Activity 1 = Duplicate the passage of the dairy cow feed article from "The findings, recently" to "effects of botanicals.".
Activity 2 = Using the dairy cow feed article, decide whether each statement agrees with it: (a) The study appeared in the Journal of Dairy Science. (b) Capsicum oleoresin is obtained from cloves. (c) The supplemented cows would put the available energy toward milk yield rather than body weight gain. Answer yes or no for each and quote the words that decide it.
Activity 3 = Extend the article on botanical supplements in dairy cow feed past its last sentence.

Given passage =
──────────

Cows fed diets supplemented by the botanicals also exhibited higher efficiency of energy utilization.

February 15, 2024

4 Min Read
Penn State

Supplementing the feed of high-producing dairy cows with the botanical extract capsicum oleoresin, obtained from chili peppers, or a combination of that extract and clove oil resulted in the animals using feed energy more efficiently and emitting less methane from their largest stomach, according to a new study conducted by Penn State researchers.

Adding those substances, sometimes referred to as essential oils, to the cattle’s rations resulted in improved efficiency of energy utilization in peak-lactation dairy cows. According to Alex Hristov, distinguished professor of dairy nutrition, corresponding author of the study, the cattle would use the available energy for body weight gain rather than milk yield or milk components.

The findings, recently published in the Journal of Dairy Science, suggest a potential positive physiological and environmental effect of supplementation with this combination of botanicals. From previous studies, the researchers knew that botanicals have the potential to modify fermentation in the dairy cow’s largest stomach, called the rumen, Hristov explained, adding that he has become increasingly interested in post-ruminal, physiological effects of botanicals.

──────────

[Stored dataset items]
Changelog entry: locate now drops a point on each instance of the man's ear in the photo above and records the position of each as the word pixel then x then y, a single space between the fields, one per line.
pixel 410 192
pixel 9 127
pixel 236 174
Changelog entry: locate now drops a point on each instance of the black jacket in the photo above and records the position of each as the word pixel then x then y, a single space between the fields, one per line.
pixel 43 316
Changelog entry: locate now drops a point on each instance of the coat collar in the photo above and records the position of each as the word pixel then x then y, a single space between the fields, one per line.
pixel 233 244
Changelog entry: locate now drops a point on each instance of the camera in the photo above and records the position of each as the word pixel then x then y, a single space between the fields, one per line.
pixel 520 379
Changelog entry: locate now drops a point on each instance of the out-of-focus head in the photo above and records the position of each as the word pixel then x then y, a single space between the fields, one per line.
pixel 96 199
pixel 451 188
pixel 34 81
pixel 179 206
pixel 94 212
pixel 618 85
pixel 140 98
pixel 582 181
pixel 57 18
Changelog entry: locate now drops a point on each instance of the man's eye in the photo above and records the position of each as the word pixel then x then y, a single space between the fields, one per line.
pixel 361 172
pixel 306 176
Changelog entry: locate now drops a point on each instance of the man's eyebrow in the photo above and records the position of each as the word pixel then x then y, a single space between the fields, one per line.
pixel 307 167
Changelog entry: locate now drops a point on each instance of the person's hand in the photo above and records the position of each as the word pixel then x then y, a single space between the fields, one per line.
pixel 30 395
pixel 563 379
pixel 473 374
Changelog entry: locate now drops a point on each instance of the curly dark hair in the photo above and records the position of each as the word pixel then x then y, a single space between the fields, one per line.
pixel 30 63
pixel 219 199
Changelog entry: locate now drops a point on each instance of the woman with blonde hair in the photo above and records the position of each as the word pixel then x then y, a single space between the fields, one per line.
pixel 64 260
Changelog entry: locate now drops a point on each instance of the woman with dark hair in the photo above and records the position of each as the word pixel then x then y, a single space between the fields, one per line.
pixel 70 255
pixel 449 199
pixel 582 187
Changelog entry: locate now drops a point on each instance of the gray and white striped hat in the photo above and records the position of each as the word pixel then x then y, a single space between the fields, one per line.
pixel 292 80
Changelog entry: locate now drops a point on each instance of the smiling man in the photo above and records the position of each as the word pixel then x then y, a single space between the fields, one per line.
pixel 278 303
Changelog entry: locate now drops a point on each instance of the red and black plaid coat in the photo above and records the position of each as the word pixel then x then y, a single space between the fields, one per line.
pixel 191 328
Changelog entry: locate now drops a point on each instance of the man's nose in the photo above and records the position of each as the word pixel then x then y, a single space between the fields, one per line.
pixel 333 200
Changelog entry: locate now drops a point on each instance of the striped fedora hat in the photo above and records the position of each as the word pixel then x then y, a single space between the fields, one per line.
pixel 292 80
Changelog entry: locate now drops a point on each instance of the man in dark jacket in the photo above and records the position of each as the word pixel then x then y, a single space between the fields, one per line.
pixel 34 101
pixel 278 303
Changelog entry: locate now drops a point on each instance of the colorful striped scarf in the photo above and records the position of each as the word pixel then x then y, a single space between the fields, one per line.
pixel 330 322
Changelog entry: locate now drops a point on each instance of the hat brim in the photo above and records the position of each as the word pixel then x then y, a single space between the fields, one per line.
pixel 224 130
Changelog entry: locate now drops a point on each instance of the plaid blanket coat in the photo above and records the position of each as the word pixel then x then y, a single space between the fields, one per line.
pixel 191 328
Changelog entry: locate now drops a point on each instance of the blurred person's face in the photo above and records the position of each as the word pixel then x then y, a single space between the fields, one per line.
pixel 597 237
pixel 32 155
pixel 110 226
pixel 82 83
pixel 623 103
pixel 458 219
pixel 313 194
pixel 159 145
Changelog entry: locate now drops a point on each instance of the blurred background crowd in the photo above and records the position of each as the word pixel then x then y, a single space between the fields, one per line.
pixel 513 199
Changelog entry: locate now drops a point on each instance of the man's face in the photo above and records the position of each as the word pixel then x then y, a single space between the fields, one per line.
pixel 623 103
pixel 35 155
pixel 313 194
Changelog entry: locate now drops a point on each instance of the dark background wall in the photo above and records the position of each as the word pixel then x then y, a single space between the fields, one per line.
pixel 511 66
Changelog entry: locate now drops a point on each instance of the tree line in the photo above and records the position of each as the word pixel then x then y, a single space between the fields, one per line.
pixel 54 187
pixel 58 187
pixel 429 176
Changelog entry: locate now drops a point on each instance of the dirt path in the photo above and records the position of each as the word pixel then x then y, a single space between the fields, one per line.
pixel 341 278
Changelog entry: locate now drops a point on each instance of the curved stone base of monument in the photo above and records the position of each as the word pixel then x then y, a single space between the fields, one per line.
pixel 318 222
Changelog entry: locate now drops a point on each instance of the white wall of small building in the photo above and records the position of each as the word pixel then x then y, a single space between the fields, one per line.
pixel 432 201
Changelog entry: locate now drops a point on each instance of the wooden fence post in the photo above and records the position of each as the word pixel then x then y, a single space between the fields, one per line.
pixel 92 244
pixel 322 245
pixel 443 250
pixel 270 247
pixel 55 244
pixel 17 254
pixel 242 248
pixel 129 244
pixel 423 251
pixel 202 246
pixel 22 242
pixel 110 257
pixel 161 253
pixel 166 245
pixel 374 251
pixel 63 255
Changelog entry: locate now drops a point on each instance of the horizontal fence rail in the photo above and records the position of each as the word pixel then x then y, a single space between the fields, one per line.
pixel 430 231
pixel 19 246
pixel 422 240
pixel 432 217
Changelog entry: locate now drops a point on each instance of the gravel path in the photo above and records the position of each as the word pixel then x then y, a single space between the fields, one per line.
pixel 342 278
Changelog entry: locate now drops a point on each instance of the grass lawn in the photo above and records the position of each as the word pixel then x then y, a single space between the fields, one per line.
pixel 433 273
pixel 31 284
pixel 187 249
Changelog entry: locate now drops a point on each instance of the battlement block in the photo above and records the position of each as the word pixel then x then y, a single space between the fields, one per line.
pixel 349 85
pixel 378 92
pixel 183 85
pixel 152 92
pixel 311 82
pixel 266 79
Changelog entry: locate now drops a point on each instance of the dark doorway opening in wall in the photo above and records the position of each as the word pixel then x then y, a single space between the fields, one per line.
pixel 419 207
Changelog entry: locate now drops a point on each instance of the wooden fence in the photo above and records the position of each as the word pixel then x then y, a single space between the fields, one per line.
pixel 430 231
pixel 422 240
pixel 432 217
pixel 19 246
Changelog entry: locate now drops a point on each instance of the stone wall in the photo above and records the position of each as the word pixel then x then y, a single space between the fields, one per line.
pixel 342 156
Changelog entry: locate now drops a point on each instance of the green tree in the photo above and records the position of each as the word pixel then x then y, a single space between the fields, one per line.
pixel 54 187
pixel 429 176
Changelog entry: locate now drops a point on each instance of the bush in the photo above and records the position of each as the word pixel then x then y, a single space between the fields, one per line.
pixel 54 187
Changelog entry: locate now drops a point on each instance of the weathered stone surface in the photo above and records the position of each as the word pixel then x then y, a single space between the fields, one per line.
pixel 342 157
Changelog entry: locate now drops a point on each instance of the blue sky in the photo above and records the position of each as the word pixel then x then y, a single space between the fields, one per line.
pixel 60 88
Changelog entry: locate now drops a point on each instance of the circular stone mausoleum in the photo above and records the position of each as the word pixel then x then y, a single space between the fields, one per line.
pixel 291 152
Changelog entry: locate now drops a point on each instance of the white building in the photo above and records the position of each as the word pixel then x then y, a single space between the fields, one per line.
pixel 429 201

──────────

Expected answer 1 =
The findings, recently published in the Journal of Dairy Science, suggest a potential positive physiological and environmental effect of supplementation with this combination of botanicals. From previous studies, the researchers knew that botanicals have the potential to modify fermentation in the dairy cow’s largest stomach, called the rumen, Hristov explained, adding that he has become increasingly interested in post-ruminal, physiological effects of botanicals.

Expected answer 2 =
(a) Yes: "recently published in the Journal of Dairy Science"
(b) No: "capsicum oleoresin, obtained from chili peppers"
(c) No: "the cattle would use the available energy for body weight gain rather than milk yield or milk components"

Expected answer 3 =
Hristov’s research group in the College of Agricultural Sciences has experimented with supplementing the feed of high-performing dairy cows, with additives ranging from seaweed to garlic and oregano oils to synthetic additives, in a nearly two-decades-long effort to improve milk production and reduce environmental emissions from dairy farms.

Methane — a potent greenhouse gas released into the atmosphere by the cows belching — results from fermentation occurring in the cow’s rumen. That process allows the animal to consume and utilize fibrous feeds and byproducts that cannot be digested by humans or other simple-stomach farm animals.

Although methane mitigation was not an objective of this research project, the researchers reported that the yield and intensity of methane from cows in the study were decreased by 11% by the combination of capsicum oleoresin and clove oil. The effect was particularly pronounced in first-lactation cows.

“We concluded that capsicum oleoresin may affect energy and nitrogen utilization of the cows, whereas the ruminal fermentation and methane-mitigation effects likely were triggered by an associative effect of capsicum oleoresin and clove oil or clove oil alone,” Hristov said.

Botanicals — plant-derived bio-active compounds also called phytonutrients — have shown a wide range of anti-microbial properties against bacteria, protozoa and fungi, and have been investigated as potential rumen modifiers in ruminants, Hristov pointed out. Studies with non-ruminant species have shown that phytonutrients can trigger, at low doses, specific responses related to gastrointestinal health and immunity in animals.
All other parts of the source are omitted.